_Selected excerpt_

=== Begin Enclosure ===

GROSS: You did the "Bridge on the River Kwai" in 1957. Did you know as soon
as you read the script you wanted to do the role?
Sir GUINNESS: No, not at all. The first script I read I didn't care for it
at all. I thought it was not terribly good and I turned it down. They didn't
want me in the first place. That I found out as I started to film it. They
wanted either Charles Vordin(ph) or Noah Carr(ph) as I believe. However, for
various reasons which I don't know, it came my way and I said I didn't really
quite see it, and the script was re-written, not on my account, let me hasten
to say, but I think David Lean, who directed it, thought there was a lot wrong
with this and it was re-written. And when it was re-written, you know, Sam
Spiegel easily persuaded me to play it, although I'm not sure I ever quite
believed in the part.
GROSS: Why not? What gave you doubts?
Sir GUINNESS: Well, he's such a blinkered man, you know. He has such a
narrow focus on life, I find it hard to be sympathetic with it. There are
people like that, of course, but it didn't make for easy playing.
GROSS: Do you feel you have to be sympathetic with the role in order to do a
good job in it?
Sir GUINNESS: No, not sympathetic, but you have to have some sort of empathy
of, say, `well, I can understand that man,' and `That could be me' or
something. And I didn't quite feel that with Colonel Nicholson.
GROSS: A role that you almost turned down, the way I understand it, was the
role of Obi-Wan Kenobi in "Star Wars." How--what--you saw the script?
Sir GUINNESS: Yes. I don't know. I've heard this before. There was no
question of me turning it down. I was doing a film in Hollywood, "Murder by
Death," and I think it was about the last day of shooting of my work on it,
and suddenly there was this script on my makeup table. And I saw it was
George Lucas, who had made "American Graffiti" by that time, but I had to rush
off and work and I said to those people, `Tell me what you know about George
Lucas.' And they all said, `Well, you know, that's a real filmmaker there,'
although he hadn't done anything tremendous. Got back, saw that the script
was science-fiction. I mean, I went back with enthusiasm, because it was
George Lucas, saw it was science-fiction, thought, `Well, that's not for me.'
I mean, I'm not that sort of--but because it's Lucas, I better read a few
pages and see what it's about. And I found myself turning the pages with
alacrity. I didn't think the dialogue was very good. In fact, I thought it
was rather bad. But the story held me, and so when I finished it, I contacted
Lucas. We had lunch the next day and I was very impressed by him. He was
very quiet and very sensible, and I indicated, `Yes, I'd love to do it.' I
never turned it down at all.

=== End Enclosure ===

_Extracted data_

=== Begin Enclosure ===

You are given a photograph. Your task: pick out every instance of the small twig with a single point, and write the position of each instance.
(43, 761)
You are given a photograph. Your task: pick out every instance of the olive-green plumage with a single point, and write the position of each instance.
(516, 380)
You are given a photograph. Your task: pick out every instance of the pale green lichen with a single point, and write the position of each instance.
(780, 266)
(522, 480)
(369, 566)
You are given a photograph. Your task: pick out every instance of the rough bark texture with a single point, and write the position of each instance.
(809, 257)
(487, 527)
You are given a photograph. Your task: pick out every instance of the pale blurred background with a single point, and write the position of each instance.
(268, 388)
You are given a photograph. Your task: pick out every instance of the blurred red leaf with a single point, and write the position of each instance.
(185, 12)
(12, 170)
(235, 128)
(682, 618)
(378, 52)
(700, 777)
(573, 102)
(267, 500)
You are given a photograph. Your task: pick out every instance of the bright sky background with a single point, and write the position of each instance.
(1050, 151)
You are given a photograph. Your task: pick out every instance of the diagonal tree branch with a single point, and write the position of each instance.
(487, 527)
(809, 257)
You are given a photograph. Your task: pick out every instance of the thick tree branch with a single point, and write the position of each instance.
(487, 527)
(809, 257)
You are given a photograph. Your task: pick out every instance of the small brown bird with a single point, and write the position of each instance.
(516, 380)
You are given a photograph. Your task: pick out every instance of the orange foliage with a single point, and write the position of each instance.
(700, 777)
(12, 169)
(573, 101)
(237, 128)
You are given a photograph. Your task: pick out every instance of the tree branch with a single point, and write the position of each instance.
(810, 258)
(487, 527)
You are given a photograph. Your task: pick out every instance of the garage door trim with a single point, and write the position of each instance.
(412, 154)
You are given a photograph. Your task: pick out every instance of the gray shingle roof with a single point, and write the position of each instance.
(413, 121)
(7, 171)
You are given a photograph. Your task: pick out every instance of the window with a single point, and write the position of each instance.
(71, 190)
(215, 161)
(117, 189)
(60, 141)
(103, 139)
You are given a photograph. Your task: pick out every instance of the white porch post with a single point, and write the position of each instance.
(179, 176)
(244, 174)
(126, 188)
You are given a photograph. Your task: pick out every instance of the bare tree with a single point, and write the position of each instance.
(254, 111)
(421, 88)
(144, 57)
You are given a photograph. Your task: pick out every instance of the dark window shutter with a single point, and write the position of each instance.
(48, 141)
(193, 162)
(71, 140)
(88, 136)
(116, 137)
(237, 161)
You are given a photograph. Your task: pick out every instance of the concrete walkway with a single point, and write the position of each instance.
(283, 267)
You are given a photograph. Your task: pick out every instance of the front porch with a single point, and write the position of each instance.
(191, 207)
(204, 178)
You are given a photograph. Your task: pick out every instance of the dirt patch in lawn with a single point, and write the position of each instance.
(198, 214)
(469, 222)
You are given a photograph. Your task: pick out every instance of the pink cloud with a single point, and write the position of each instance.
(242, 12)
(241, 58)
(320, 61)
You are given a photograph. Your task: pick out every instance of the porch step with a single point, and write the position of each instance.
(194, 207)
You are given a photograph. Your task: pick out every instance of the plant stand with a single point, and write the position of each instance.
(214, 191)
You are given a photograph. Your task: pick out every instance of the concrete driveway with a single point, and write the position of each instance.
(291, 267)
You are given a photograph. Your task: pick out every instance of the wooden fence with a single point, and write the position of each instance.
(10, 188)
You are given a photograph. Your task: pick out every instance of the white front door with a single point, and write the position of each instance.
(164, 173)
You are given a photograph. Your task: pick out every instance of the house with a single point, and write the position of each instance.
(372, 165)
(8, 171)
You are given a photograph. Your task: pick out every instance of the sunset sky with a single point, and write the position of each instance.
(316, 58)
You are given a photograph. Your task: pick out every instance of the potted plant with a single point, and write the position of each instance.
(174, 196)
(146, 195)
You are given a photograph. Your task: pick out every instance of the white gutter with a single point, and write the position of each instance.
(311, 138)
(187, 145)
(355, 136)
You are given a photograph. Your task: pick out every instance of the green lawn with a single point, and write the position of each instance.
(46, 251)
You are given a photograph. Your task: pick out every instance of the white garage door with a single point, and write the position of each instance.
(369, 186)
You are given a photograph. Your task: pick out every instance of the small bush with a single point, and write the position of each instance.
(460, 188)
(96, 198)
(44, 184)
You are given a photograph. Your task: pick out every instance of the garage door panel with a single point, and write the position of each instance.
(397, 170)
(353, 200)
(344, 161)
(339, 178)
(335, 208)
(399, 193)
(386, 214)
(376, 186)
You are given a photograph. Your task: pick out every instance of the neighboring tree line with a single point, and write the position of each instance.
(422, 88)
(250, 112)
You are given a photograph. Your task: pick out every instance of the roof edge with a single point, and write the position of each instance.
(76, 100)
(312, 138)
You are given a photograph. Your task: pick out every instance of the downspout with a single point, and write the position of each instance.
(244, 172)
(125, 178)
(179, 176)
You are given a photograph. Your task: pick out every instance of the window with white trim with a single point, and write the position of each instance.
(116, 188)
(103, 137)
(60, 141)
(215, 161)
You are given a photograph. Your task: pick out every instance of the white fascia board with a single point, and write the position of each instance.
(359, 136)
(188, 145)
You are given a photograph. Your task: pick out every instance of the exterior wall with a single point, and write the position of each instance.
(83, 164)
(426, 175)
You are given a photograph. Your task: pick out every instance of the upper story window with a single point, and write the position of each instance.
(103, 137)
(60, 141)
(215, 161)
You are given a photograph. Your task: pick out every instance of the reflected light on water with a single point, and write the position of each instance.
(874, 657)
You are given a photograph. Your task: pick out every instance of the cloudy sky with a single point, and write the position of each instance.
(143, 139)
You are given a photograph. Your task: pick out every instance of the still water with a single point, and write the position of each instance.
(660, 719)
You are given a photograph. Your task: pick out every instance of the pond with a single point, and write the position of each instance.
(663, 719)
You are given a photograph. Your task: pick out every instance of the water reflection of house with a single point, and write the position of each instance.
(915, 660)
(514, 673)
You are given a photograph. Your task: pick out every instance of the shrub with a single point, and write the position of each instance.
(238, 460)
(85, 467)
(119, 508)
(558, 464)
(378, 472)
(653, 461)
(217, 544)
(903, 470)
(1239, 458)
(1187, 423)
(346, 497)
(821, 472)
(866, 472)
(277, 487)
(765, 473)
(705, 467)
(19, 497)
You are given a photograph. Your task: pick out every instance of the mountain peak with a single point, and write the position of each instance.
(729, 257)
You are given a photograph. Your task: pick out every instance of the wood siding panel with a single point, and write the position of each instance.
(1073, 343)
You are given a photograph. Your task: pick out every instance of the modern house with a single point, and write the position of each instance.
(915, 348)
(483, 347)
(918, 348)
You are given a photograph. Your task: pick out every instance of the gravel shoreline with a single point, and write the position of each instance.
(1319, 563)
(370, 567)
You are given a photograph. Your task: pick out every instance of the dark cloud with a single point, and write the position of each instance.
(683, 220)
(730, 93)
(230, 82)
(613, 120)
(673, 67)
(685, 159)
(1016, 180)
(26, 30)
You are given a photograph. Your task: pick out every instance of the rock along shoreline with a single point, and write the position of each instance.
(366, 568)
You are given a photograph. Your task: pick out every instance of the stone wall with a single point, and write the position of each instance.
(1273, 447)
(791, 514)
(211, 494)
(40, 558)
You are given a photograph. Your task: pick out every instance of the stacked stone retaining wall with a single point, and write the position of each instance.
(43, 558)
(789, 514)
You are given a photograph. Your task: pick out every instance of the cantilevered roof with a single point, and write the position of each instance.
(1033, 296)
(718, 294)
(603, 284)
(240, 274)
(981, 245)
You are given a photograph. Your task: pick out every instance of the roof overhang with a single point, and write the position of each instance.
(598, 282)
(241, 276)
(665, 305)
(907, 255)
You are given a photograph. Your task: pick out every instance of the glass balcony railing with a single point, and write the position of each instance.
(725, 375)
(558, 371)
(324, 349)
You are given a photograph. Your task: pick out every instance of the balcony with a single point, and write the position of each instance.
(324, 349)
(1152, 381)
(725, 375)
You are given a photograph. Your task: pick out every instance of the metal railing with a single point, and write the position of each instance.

=== End Enclosure ===

_What is needed_
Retype the stretch of the interview that opens with the words containing "Sir GUINNESS: No, not sympathetic, but" and closes with "saw the script?".

_Solution for this problem_
Sir GUINNESS: No, not sympathetic, but you have to have some sort of empathy
of, say, `well, I can understand that man,' and `That could be me' or
something. And I didn't quite feel that with Colonel Nicholson.
GROSS: A role that you almost turned down, the way I understand it, was the
role of Obi-Wan Kenobi in "Star Wars." How--what--you saw the script?